Task item: Lines to be reproduced exactly: the one that holds "Ground building facade" and all those after it through the end of the data. Include no others.

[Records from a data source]
* * * * * * *
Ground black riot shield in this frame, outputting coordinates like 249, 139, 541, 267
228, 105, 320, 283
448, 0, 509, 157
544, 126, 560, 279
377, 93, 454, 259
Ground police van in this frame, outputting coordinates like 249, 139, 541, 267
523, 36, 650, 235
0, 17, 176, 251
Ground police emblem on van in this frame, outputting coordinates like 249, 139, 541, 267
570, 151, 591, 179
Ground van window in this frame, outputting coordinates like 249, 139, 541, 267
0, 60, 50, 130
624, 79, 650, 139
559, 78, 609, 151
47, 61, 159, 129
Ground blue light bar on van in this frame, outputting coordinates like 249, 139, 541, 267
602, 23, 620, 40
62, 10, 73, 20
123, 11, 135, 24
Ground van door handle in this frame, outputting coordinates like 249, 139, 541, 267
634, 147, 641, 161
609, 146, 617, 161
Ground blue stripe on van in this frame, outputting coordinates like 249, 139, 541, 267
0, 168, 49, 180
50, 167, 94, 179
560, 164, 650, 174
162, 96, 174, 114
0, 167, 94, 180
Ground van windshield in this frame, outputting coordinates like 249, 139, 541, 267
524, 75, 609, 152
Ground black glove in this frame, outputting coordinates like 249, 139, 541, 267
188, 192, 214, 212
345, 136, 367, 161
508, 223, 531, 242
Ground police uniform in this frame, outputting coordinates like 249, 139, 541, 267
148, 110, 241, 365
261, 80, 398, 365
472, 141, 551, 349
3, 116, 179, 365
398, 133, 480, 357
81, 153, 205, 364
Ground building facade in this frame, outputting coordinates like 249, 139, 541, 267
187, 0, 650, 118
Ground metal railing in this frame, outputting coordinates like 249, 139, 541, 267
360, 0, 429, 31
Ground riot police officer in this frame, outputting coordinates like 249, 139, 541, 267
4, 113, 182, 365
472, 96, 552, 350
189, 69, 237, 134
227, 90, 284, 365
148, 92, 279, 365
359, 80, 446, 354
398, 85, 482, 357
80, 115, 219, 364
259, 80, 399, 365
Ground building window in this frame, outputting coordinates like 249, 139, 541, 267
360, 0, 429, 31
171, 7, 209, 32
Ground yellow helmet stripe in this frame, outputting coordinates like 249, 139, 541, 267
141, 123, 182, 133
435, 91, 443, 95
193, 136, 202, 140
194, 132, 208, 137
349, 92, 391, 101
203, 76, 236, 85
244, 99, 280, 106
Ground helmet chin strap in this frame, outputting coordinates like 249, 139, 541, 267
* * * * * * *
Response to the exercise:
Ground building facade in this frame, outputting coordinates like 249, 139, 541, 267
187, 0, 650, 118
Ground metal railing in this frame, outputting coordinates like 249, 139, 541, 267
360, 0, 429, 31
Ground riot police officer in this frame, outputting coordinates like 249, 139, 541, 267
4, 113, 182, 365
472, 96, 552, 350
189, 69, 237, 134
227, 90, 284, 365
148, 92, 279, 365
359, 80, 446, 354
398, 85, 482, 357
80, 115, 219, 364
259, 80, 399, 365
Ground building window in this frame, outputting coordinates like 249, 139, 541, 267
360, 0, 429, 31
171, 7, 209, 32
Ground yellow helmet stripe in this frame, outputting coordinates like 249, 139, 541, 267
141, 123, 182, 133
435, 91, 443, 95
193, 136, 202, 140
194, 132, 208, 137
349, 92, 391, 101
203, 76, 236, 85
244, 99, 280, 106
Ground helmet chin strap in this frame, outputting coordinates like 249, 139, 541, 267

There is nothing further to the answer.